## start RECORDS SUPPLIED
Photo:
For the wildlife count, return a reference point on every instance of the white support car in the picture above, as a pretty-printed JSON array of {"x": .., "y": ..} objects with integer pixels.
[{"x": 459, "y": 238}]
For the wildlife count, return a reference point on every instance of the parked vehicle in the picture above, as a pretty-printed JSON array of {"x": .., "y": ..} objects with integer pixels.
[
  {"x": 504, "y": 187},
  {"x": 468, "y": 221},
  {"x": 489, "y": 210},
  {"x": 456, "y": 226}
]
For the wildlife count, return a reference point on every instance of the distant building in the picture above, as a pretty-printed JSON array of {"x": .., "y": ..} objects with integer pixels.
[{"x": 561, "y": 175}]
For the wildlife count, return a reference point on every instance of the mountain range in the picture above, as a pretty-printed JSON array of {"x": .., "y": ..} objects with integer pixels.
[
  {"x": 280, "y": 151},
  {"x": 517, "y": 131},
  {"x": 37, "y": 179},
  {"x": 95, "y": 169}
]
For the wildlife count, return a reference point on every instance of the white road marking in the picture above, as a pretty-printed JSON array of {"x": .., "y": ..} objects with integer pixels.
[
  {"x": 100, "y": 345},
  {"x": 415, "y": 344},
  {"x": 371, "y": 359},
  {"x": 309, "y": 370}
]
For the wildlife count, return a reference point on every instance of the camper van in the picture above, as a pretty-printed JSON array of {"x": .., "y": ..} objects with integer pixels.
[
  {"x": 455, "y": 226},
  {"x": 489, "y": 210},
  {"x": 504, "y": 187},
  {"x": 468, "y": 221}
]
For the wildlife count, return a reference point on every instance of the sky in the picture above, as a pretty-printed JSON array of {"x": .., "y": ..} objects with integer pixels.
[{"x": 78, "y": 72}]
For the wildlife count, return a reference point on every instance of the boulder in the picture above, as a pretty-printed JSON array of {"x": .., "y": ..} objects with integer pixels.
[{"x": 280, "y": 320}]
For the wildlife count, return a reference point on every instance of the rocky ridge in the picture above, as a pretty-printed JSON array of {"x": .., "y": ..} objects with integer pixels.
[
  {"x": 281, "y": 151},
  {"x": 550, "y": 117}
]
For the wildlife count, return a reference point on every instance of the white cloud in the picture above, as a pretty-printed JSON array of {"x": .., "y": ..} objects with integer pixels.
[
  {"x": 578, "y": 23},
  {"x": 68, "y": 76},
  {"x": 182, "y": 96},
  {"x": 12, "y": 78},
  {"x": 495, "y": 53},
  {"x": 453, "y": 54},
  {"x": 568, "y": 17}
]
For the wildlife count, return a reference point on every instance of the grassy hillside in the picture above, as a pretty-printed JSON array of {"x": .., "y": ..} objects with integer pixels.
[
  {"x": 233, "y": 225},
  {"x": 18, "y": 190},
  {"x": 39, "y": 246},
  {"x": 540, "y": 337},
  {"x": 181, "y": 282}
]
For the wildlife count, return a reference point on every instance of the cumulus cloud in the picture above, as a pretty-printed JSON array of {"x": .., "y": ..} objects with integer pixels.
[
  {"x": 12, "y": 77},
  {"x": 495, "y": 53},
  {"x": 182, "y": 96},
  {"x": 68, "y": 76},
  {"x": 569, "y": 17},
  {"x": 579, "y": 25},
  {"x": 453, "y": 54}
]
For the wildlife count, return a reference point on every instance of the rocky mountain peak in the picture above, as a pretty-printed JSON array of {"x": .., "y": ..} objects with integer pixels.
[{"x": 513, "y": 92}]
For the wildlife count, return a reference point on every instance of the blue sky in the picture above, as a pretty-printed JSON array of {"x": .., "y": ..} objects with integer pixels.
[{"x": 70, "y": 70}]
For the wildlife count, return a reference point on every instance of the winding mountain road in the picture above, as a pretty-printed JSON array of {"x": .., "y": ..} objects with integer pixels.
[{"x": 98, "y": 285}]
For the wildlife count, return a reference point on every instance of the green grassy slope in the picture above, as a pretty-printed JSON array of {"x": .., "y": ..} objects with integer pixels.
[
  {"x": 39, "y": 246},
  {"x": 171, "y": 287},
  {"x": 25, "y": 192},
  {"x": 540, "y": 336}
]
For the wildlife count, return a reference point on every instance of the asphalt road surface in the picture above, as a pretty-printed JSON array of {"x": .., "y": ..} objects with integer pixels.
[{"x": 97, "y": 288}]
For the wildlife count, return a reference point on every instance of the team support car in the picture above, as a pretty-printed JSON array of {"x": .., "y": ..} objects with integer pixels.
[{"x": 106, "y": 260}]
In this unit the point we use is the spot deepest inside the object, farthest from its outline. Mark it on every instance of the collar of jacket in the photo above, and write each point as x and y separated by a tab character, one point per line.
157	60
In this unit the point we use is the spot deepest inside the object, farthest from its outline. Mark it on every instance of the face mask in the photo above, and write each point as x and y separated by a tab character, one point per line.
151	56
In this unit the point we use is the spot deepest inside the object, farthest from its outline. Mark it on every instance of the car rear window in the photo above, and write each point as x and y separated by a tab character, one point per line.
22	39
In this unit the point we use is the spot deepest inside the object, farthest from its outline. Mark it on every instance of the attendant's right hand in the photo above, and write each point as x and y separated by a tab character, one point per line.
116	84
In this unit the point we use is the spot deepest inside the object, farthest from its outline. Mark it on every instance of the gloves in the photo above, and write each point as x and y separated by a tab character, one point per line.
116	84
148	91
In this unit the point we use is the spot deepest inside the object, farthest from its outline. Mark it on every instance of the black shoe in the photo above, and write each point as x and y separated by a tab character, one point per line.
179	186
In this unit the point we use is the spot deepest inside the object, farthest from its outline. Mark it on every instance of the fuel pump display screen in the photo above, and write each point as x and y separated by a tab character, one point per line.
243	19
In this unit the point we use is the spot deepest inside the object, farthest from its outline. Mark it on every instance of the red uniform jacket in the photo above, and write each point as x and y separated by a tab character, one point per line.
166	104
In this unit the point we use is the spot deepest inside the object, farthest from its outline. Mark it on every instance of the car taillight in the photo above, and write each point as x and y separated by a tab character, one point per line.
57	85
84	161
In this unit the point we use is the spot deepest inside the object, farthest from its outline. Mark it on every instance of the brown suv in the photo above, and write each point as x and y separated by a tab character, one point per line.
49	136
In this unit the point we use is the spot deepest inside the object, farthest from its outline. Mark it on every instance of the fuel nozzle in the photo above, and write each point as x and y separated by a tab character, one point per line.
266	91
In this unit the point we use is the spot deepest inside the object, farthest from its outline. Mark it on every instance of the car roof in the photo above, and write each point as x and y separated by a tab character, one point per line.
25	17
## end RECORDS SUPPLIED
:: PROBLEM TO SOLVE ::
Output an exact copy of each record.

:: RESPONSE ::
Photo:
For the wildlife count, return a reference point on every instance of the white support car in the picture above, as a pretty-printed JSON array of {"x": .., "y": ..} objects with integer pixels.
[{"x": 459, "y": 238}]
For the wildlife count, return a reference point on every instance of the parked vehicle in the picture above, as a pretty-printed JSON array of {"x": .., "y": ..} objects with integer pixels.
[
  {"x": 504, "y": 187},
  {"x": 468, "y": 221},
  {"x": 489, "y": 210},
  {"x": 456, "y": 226}
]
For the wildlife count, return a reference point on every instance of the distant building in the picture above, as a pretty-printed JSON array of {"x": .., "y": ..} objects with integer pixels.
[{"x": 561, "y": 175}]
For the wildlife count, return a reference point on every instance of the mountain range in the picture above, as a pretty-printed JSON array of {"x": .., "y": ..} objects with integer pixels.
[
  {"x": 280, "y": 151},
  {"x": 517, "y": 131},
  {"x": 37, "y": 179},
  {"x": 95, "y": 169}
]
For the wildlife count, return a reference point on every instance of the white road marking in the picture above, as a pretty-printed JSON array of {"x": .., "y": ..} objects with integer pixels.
[
  {"x": 100, "y": 345},
  {"x": 415, "y": 344},
  {"x": 371, "y": 359},
  {"x": 309, "y": 370}
]
For the wildlife count, return a reference point on every instance of the camper van in the picture above, as a pretty-printed JSON array of {"x": .., "y": ..} objects with integer pixels.
[
  {"x": 455, "y": 226},
  {"x": 489, "y": 210},
  {"x": 504, "y": 187},
  {"x": 468, "y": 221}
]
For the wildlife count, return a reference point on every instance of the sky in the picture above, as a pretty-printed JSON array of {"x": .., "y": ..} objects with integer pixels.
[{"x": 78, "y": 72}]
For the wildlife count, return a reference point on every instance of the boulder in the picture above, as a pretty-printed JSON array of {"x": .., "y": ..} objects with integer pixels.
[{"x": 280, "y": 320}]
For the wildlife count, return a reference point on every instance of the rocky ridge in the picture above, as a pretty-printed JSON array of {"x": .., "y": ..} objects with integer pixels.
[
  {"x": 281, "y": 151},
  {"x": 550, "y": 117}
]
For the wildlife count, return a reference point on every instance of the white cloud in the picture above, as a pretty-printed JSON array of {"x": .., "y": ..} objects with integer pixels.
[
  {"x": 578, "y": 23},
  {"x": 68, "y": 76},
  {"x": 182, "y": 96},
  {"x": 12, "y": 78},
  {"x": 495, "y": 53},
  {"x": 453, "y": 54},
  {"x": 568, "y": 17}
]
For the wildlife count, return a reference point on every instance of the grassy hillside in the picture above, as a pretty-printed JSON array of {"x": .., "y": ..} objects with integer pixels.
[
  {"x": 233, "y": 225},
  {"x": 18, "y": 190},
  {"x": 39, "y": 246},
  {"x": 540, "y": 337},
  {"x": 181, "y": 282}
]
For the wildlife count, return a reference point on every instance of the cumulus cloud in the picture above, as a pretty-printed JSON array of {"x": .., "y": ..} objects with integer pixels.
[
  {"x": 12, "y": 77},
  {"x": 495, "y": 53},
  {"x": 182, "y": 96},
  {"x": 68, "y": 76},
  {"x": 569, "y": 17},
  {"x": 579, "y": 25},
  {"x": 453, "y": 54}
]
For the wildlife count, return a reference point on every instance of the rocky mountain peak in the picture above, as a pretty-printed JSON array of {"x": .., "y": ..} objects with integer pixels.
[{"x": 513, "y": 92}]
For the wildlife count, return a reference point on every instance of the blue sky in the picture above, as a pretty-printed JSON array of {"x": .., "y": ..} objects with integer pixels.
[{"x": 70, "y": 70}]
For the wildlife count, return a reference point on every instance of the winding mountain road in the picture above, as a pretty-printed JSON array of {"x": .., "y": ..} objects with integer pixels.
[{"x": 98, "y": 285}]
For the wildlife count, return a reference point on every instance of the green grassy slope in the picture above, as a pretty-printed JSON array of {"x": .., "y": ..} objects with integer pixels.
[
  {"x": 39, "y": 246},
  {"x": 171, "y": 287},
  {"x": 25, "y": 192},
  {"x": 540, "y": 336}
]
For the wildlife count, return a reference point on every instance of the asphalt road surface in the picture above, as a pretty-printed JSON array of {"x": .., "y": ..} objects with integer pixels.
[{"x": 97, "y": 288}]
For the wildlife count, return a reference point on every instance of the team support car in the picture above, as a pretty-printed JSON array of {"x": .., "y": ..} objects with integer pixels.
[{"x": 106, "y": 260}]
In this unit the point we use is the spot deepest inside the object, farthest from its outline. Mark it on every instance of the collar of jacket in the photo above, and write each point as x and y separated by a tab character, one point per line.
157	60
In this unit the point we use is the spot deepest inside the object, farthest from its outline. Mark it on every instance of the face mask in the photo above, and write each point as x and y separated by a tab character, one point per line.
151	56
In this unit the point we use is the spot deepest inside the object, farthest from its outline. Mark it on every instance of the car rear window in the photo above, and write each point as x and y separated by a tab character, one point per line.
22	39
In this unit the point we use is the spot deepest inside the object, farthest from its outline. Mark it on every instance of the attendant's right hand in the photo above, and write each point as x and y separated by a tab character, one point per line.
116	84
In this unit the point we use is the spot deepest inside the object, farthest from its outline. Mark it on every instance of the gloves in the photo above, and write each point as x and y separated by a tab character, one point per line.
116	84
148	91
In this unit the point we use is the spot deepest inside the object, farthest from its outline. Mark it on every instance of the black shoe in the photo above, and write each point as x and y separated by a tab character, one point per line.
179	186
In this unit the point we use is the spot deepest inside the object, farthest from its outline. Mark it on every instance of the fuel pump display screen in the photo above, and write each point as x and y separated by a tab character, one point per line.
243	19
In this unit the point we use is the spot deepest inside the object, farthest from its outline. Mark it on every instance of the red uniform jacket in the photo above, and write each point as x and y separated by a tab character, one point per line.
166	104
In this unit the point we use is the spot deepest inside the object, farthest from its outline. Mark it on every instance of the car taillight in the photo above, and write each point as x and y separated by a tab character, one point per line.
57	85
84	161
In this unit the point we use is the spot deepest inside the object, farthest from its outline. Mark it on every instance of the brown suv in the photo above, and write each point as x and y separated by a tab character, one point per line.
49	136
In this unit the point we use is the spot deepest inside the object, farthest from its outline. Mark it on every instance of the fuel nozzle in the photo above, and write each point as x and y separated by a tab character, one point per line.
266	91
In this unit the point we use is the spot deepest inside the object, farthest from its outline. Mark it on every instance of the car roof in the photo above, and write each point as x and y separated by a tab character, one point per line.
25	17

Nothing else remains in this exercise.